─── Extracted records ───

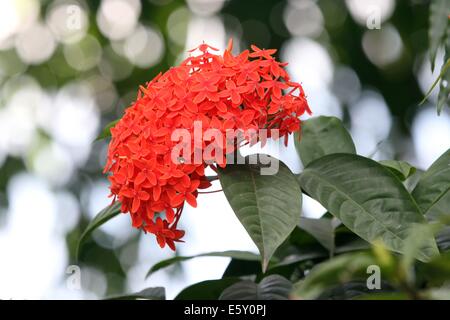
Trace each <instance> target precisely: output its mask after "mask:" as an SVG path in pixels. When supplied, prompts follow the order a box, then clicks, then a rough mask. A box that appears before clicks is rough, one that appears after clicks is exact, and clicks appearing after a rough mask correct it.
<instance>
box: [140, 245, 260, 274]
mask: <svg viewBox="0 0 450 320" xmlns="http://www.w3.org/2000/svg"><path fill="white" fill-rule="evenodd" d="M200 257H224V258H233V259H238V260H245V261H259V260H260V259H261V257H260V256H259V255H257V254H254V253H252V252H248V251H233V250H230V251H223V252H207V253H202V254H197V255H193V256H176V257H173V258H170V259H166V260H162V261H160V262H158V263H156V264H155V265H154V266H152V267H151V268H150V270H149V271H148V272H147V275H146V278H147V277H149V276H150V275H152V274H153V273H155V272H156V271H158V270H161V269H164V268H167V267H169V266H171V265H173V264H175V263H180V262H183V261H186V260H190V259H194V258H200Z"/></svg>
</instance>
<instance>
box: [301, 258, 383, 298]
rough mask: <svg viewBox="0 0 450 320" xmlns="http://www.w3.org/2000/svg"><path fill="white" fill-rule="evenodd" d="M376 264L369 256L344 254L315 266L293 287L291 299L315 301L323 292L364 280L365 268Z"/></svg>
mask: <svg viewBox="0 0 450 320" xmlns="http://www.w3.org/2000/svg"><path fill="white" fill-rule="evenodd" d="M373 264H376V260H375V259H374V258H373V256H372V255H371V254H368V253H356V254H344V255H340V256H337V257H335V258H333V259H330V260H328V261H325V262H323V263H320V264H318V265H316V266H315V267H314V268H313V269H312V270H311V271H310V272H309V273H308V274H307V276H306V278H305V279H303V280H301V281H299V282H297V283H296V284H295V285H294V291H293V297H294V298H297V299H315V298H317V297H318V296H320V295H321V294H322V293H323V292H325V290H327V289H331V288H333V287H335V286H337V285H340V284H344V283H347V282H350V281H352V280H357V279H365V278H367V276H368V274H367V273H366V271H367V267H368V266H370V265H373Z"/></svg>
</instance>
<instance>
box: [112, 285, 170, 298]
mask: <svg viewBox="0 0 450 320" xmlns="http://www.w3.org/2000/svg"><path fill="white" fill-rule="evenodd" d="M140 299H143V300H165V299H166V290H165V289H164V288H163V287H154V288H147V289H144V290H142V291H139V292H136V293H130V294H126V295H123V296H114V297H110V298H108V299H107V300H140Z"/></svg>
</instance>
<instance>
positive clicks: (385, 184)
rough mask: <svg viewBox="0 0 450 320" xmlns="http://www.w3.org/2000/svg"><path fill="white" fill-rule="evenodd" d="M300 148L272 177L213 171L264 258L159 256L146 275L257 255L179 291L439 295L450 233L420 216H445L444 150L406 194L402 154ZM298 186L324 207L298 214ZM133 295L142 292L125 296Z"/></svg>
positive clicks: (280, 294) (407, 176)
mask: <svg viewBox="0 0 450 320" xmlns="http://www.w3.org/2000/svg"><path fill="white" fill-rule="evenodd" d="M311 123H314V124H319V126H320V124H326V125H325V127H326V130H325V131H326V135H328V136H329V137H331V138H334V137H336V136H344V137H350V135H349V134H348V132H346V131H345V128H344V127H343V125H342V123H341V122H340V120H338V119H336V118H329V117H317V118H311V119H309V120H306V121H305V122H304V126H305V127H308V126H310V125H311ZM318 132H320V133H319V134H323V133H324V131H323V130H305V132H304V133H303V137H302V139H303V141H302V143H303V144H304V145H308V144H309V141H311V140H314V139H316V138H317V137H316V135H317V134H318ZM323 139H326V138H323ZM345 140H346V142H345V143H347V144H348V146H349V147H348V150H354V146H353V142H352V141H351V139H347V138H346V139H345ZM341 142H342V141H341ZM302 143H301V144H302ZM342 143H344V142H342ZM301 144H300V146H301ZM314 146H316V148H314ZM343 148H345V146H343ZM297 150H299V156H300V158H301V159H302V160H303V159H306V160H305V161H307V163H308V164H307V165H306V167H305V169H304V170H303V172H302V173H301V174H300V175H299V176H298V177H295V175H293V174H292V173H291V172H290V171H289V169H288V168H287V167H286V166H285V165H283V164H281V166H280V171H279V172H278V173H277V174H276V175H268V176H262V175H259V174H257V172H258V169H259V166H258V165H253V166H252V165H229V166H227V167H226V168H224V169H221V170H220V171H219V179H220V181H221V184H222V186H223V189H224V192H225V196H226V197H227V199H228V201H229V202H230V204H231V207H232V208H233V210H234V211H235V213H236V215H237V217H238V218H239V220H240V221H241V223H242V224H243V226H244V228H246V230H247V232H248V233H249V235H250V236H251V238H252V239H253V240H254V241H255V244H257V246H258V248H259V249H260V253H261V257H260V256H258V255H255V254H252V253H249V252H240V251H225V252H211V253H204V254H199V255H195V256H176V257H174V258H171V259H168V260H164V261H161V262H159V263H157V264H155V265H154V266H153V267H152V268H151V269H150V270H149V273H148V275H151V274H152V273H154V272H156V271H158V270H161V269H163V268H166V267H169V266H171V265H174V264H177V263H182V262H183V261H186V260H189V259H195V258H198V257H206V256H216V257H227V258H231V259H232V260H231V262H230V267H231V266H232V265H244V264H245V263H247V264H248V263H250V264H251V263H255V262H256V261H258V260H260V259H261V260H262V262H263V268H262V269H261V268H257V267H255V268H253V269H252V270H251V271H250V273H248V272H247V273H246V272H241V273H239V272H238V273H236V271H231V269H230V271H228V273H227V272H226V273H225V274H224V277H223V278H222V279H216V280H208V281H204V282H201V283H198V284H194V285H192V286H190V287H189V288H186V289H185V290H183V291H182V292H181V293H180V294H179V295H178V296H177V297H176V299H287V298H294V299H321V298H326V299H338V298H340V297H346V298H349V297H351V298H354V299H409V298H411V299H419V298H423V299H428V298H430V299H431V298H433V299H434V298H442V297H443V296H445V292H447V291H446V290H448V289H447V288H446V287H445V286H444V284H445V281H447V280H448V279H449V278H450V269H449V268H448V265H450V255H449V253H448V252H447V250H448V249H449V246H447V245H445V243H446V242H448V238H449V237H448V236H446V235H445V234H444V236H443V233H442V231H443V230H446V229H445V228H444V229H443V225H442V224H441V223H438V222H428V221H427V219H426V218H430V219H431V218H432V219H433V220H437V219H438V218H440V219H443V218H444V217H448V216H449V208H450V206H449V203H448V199H449V197H448V193H449V187H450V184H449V181H450V179H449V176H448V174H449V172H450V170H449V168H450V166H449V164H450V150H448V151H447V152H445V153H444V154H443V155H442V156H441V157H440V158H439V159H438V160H436V162H435V163H434V164H433V165H432V166H431V167H430V168H429V169H428V170H427V171H425V172H424V173H423V174H422V176H421V178H420V180H419V182H418V184H417V186H416V187H415V188H414V190H413V191H412V194H411V193H410V192H409V191H408V190H407V189H406V187H405V186H404V184H403V183H402V181H404V180H406V181H408V179H410V177H411V175H412V173H413V172H414V168H413V167H412V166H410V165H409V164H407V163H406V162H402V161H394V160H390V161H381V162H380V163H378V162H376V161H374V160H371V159H368V158H365V157H362V156H359V155H356V154H354V153H353V152H351V153H336V151H338V150H336V149H335V145H334V144H333V143H331V144H327V143H320V144H313V143H311V144H309V145H308V147H300V148H298V149H297ZM302 192H306V193H307V194H308V196H310V197H312V198H314V199H316V200H317V201H319V202H320V203H321V204H322V205H323V206H324V207H325V208H326V209H327V210H328V211H329V213H327V214H326V215H325V216H324V217H322V218H320V219H310V218H304V217H300V214H301V201H300V198H301V197H300V196H301V193H302ZM116 209H117V208H116ZM114 212H115V211H114V209H113V208H112V207H108V208H107V209H105V210H104V211H102V212H101V213H100V216H99V217H97V218H96V219H95V220H94V222H93V223H91V226H90V227H88V229H87V232H85V233H87V234H88V233H89V232H90V231H91V229H92V228H95V227H98V226H99V225H101V224H102V223H104V222H106V221H107V219H105V217H109V216H110V215H111V214H114ZM333 216H334V217H333ZM447 234H449V233H448V232H447ZM364 240H365V241H367V242H369V243H370V244H371V246H370V245H367V244H366V242H365V241H364ZM438 246H439V248H440V250H441V252H439V250H438ZM446 252H447V253H446ZM269 261H270V264H269ZM370 266H378V267H379V268H380V271H381V279H382V287H381V288H380V289H379V290H369V289H368V288H367V285H366V281H368V280H367V279H368V278H369V277H370V275H371V273H370V272H369V273H368V270H369V269H370V268H369V267H370ZM368 268H369V269H368ZM238 269H239V268H238ZM234 270H236V268H234ZM241 271H242V270H241ZM369 271H370V270H369ZM134 297H138V298H145V295H140V294H133V295H126V296H124V297H123V298H134Z"/></svg>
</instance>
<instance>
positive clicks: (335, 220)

───

What you should do
With the pictures omitted, set down each line exactly, starting at the first line of the records above and ending with the line that contains "box: [301, 258, 383, 298]".

Written reply
Trace each <instance> target precisely: output its mask after "mask:" as an SVG path in pixels. When supplied, prompts follow the order a box, then clicks, then a rough mask. A box that appears before clicks is rough, one that appears after clicks is exact, and clicks appearing after a rough mask correct it.
<instance>
box: [140, 245, 260, 274]
mask: <svg viewBox="0 0 450 320" xmlns="http://www.w3.org/2000/svg"><path fill="white" fill-rule="evenodd" d="M200 257H224V258H233V259H238V260H245V261H259V260H260V259H261V257H260V256H259V255H257V254H254V253H252V252H248V251H233V250H230V251H223V252H207V253H202V254H197V255H193V256H176V257H173V258H170V259H166V260H162V261H160V262H158V263H156V264H155V265H154V266H152V267H151V268H150V270H149V271H148V272H147V275H146V278H147V277H149V276H150V275H152V274H153V273H155V272H156V271H158V270H161V269H164V268H167V267H169V266H171V265H173V264H175V263H180V262H183V261H186V260H190V259H194V258H200Z"/></svg>
</instance>
<instance>
box: [301, 258, 383, 298]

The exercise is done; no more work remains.